- The task
Give only the lines from the one containing "Please mark the gray shoe, one" through the end of the material below, exactly as written.

- Labeled-object pointing entries

## Start

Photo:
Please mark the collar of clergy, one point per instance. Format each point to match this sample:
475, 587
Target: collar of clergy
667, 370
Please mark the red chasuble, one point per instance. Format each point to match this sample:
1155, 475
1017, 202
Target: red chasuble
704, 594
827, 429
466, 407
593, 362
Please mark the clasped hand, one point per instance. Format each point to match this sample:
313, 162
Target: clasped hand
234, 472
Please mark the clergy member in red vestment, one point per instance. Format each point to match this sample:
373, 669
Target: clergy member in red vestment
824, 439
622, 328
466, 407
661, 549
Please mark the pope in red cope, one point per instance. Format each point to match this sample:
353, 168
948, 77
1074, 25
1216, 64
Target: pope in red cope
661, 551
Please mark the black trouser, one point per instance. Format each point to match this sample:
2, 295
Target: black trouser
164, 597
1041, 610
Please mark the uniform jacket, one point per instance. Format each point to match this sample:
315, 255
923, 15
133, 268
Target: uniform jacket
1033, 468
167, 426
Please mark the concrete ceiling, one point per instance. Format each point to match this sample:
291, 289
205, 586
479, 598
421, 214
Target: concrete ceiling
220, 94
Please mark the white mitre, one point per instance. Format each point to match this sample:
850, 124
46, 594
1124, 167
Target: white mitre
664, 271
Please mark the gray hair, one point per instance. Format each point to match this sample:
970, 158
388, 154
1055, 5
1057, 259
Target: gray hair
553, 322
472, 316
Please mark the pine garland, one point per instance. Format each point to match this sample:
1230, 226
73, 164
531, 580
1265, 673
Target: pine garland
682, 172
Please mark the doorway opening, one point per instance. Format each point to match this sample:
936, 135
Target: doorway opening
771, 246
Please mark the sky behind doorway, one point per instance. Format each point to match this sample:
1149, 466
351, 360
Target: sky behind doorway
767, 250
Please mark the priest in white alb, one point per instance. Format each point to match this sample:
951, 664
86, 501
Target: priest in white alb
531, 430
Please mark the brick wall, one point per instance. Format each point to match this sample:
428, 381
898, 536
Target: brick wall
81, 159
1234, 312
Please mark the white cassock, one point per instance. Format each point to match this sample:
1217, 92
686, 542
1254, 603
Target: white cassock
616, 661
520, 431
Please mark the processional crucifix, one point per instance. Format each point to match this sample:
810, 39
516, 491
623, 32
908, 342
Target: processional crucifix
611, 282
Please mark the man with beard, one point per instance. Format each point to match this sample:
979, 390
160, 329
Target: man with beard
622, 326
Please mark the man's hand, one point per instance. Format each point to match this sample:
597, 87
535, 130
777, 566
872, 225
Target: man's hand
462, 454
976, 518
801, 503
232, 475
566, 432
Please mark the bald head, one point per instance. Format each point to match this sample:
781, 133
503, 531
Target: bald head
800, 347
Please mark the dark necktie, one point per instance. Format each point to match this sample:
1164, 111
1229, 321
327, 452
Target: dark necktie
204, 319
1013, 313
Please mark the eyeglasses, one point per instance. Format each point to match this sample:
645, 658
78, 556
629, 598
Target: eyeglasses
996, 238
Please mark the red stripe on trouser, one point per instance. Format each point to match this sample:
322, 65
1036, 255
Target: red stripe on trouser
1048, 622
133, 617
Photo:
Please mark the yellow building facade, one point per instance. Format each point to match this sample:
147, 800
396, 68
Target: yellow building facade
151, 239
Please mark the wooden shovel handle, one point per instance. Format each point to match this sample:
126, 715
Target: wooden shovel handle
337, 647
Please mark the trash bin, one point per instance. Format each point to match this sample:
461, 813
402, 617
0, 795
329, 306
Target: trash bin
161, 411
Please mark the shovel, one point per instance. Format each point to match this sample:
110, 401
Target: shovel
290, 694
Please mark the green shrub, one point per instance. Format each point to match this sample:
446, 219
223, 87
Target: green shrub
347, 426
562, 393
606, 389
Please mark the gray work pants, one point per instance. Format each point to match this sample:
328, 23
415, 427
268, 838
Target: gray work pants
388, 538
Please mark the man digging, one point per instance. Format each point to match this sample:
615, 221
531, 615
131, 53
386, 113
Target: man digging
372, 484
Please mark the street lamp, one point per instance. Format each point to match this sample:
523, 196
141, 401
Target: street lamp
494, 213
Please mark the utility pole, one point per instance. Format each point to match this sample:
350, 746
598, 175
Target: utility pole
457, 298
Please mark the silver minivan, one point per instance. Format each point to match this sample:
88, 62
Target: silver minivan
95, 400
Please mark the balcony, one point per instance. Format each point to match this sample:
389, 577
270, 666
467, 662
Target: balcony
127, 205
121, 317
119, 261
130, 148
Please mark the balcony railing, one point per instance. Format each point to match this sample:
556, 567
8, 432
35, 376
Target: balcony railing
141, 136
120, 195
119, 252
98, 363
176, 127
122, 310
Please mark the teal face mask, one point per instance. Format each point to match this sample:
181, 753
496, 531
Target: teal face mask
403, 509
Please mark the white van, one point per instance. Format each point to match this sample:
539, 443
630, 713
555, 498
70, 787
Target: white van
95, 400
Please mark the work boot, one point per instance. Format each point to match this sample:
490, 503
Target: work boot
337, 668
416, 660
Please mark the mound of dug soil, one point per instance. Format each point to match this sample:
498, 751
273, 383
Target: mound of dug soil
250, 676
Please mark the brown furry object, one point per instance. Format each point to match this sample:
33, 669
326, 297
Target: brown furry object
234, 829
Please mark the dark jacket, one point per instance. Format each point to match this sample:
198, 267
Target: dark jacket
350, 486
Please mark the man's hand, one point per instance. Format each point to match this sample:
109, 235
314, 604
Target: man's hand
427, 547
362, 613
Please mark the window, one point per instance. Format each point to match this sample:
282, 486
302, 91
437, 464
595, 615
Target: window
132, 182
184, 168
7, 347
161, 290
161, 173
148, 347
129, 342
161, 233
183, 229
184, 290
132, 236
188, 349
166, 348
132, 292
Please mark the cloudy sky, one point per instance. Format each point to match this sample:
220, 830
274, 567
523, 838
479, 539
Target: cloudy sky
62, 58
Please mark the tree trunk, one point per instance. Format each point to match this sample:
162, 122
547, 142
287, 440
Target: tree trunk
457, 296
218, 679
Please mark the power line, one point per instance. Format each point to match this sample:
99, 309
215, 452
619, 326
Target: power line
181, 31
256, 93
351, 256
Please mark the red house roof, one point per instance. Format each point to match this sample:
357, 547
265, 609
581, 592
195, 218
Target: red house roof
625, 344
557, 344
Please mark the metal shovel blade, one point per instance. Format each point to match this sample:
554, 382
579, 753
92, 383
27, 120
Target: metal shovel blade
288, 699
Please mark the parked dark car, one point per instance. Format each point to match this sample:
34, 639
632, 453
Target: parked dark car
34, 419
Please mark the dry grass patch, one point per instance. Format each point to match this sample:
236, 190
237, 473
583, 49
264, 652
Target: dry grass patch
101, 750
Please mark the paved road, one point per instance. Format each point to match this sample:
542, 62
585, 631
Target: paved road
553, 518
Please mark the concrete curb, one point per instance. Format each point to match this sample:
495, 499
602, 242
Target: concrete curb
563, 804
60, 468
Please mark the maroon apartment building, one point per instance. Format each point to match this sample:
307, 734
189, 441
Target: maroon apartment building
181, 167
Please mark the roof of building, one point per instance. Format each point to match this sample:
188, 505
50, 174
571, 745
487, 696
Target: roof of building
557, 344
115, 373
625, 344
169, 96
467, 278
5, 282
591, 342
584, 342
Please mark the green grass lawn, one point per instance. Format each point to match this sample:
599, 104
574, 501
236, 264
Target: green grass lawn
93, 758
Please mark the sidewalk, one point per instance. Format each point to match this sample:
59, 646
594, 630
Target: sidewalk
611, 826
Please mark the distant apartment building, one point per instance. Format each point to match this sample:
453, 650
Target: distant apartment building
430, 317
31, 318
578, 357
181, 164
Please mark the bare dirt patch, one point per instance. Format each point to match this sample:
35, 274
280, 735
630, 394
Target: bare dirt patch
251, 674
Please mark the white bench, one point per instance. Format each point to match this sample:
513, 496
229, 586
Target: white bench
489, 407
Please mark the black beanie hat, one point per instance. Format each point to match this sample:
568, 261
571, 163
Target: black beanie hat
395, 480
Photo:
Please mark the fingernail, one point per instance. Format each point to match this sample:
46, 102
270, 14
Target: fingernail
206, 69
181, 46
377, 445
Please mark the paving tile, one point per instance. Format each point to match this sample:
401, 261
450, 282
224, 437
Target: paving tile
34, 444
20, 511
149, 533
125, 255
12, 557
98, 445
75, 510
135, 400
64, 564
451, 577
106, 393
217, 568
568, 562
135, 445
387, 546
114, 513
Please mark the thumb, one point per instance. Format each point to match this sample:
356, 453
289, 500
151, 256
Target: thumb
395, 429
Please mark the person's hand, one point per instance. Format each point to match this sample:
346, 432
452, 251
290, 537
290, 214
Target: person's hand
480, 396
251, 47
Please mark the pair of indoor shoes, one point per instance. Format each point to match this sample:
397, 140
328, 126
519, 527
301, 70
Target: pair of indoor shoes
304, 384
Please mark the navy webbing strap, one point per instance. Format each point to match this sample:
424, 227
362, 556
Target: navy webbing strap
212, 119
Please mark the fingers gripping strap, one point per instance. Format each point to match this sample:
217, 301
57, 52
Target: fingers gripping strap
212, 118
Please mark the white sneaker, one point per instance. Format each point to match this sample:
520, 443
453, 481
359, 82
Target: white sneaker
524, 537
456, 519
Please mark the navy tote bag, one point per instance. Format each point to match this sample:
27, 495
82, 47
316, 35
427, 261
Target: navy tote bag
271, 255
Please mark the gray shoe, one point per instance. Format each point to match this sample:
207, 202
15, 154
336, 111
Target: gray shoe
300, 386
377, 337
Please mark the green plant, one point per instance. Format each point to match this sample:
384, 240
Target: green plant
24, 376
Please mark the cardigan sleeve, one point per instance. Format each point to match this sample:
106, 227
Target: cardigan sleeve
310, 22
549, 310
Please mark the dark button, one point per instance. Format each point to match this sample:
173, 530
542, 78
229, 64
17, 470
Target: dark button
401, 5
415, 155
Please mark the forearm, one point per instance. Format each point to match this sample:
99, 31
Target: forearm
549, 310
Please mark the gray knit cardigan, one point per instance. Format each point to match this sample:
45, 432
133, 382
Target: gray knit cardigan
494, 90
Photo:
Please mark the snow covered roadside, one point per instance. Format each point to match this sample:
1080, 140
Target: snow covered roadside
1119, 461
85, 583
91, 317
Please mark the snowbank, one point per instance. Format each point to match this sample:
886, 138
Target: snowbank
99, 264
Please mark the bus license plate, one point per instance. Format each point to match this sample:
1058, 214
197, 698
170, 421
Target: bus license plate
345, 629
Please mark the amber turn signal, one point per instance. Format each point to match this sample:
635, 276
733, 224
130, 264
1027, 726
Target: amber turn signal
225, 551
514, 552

## End

- Final result
Please mark the gray shoe, one point per instance. Format each point to match this sample:
207, 202
15, 154
336, 111
Target: gray shoe
300, 386
377, 337
Please mark the green plant, one point per instance. Format each point to match this sample:
384, 240
Target: green plant
24, 376
Please mark the cardigan sleeve, one point per instance. Format each point to match this sample:
106, 227
Target: cardigan sleeve
310, 22
549, 310
Please mark the dark button, one point per instance. Format each point to match this sample:
173, 530
542, 78
229, 64
17, 470
Target: dark button
401, 5
415, 155
Please mark the forearm, one point per instance. Format each point to match this sample:
99, 31
Target: forearm
549, 310
Please mark the gray knit cardigan, one point per instance. Format each point to match this sample:
45, 432
133, 382
Target: gray knit cardigan
494, 90
Photo:
Please mark the snow covered roadside, one point per instance. Format each point to match this sample:
1080, 140
Target: snow covered roadside
1119, 461
85, 583
91, 317
Please mark the snowbank, one point per instance. Format each point to match this sample:
886, 138
Target: snowbank
99, 264
Please mark the bus license plate, one point per instance. Format each point to match this sample:
1058, 214
197, 698
170, 421
Target: bus license plate
345, 629
Please mark the amber turn signal, one point per instance. Format each point to match this sample:
635, 276
733, 224
130, 264
1027, 726
Target: amber turn signal
225, 551
514, 552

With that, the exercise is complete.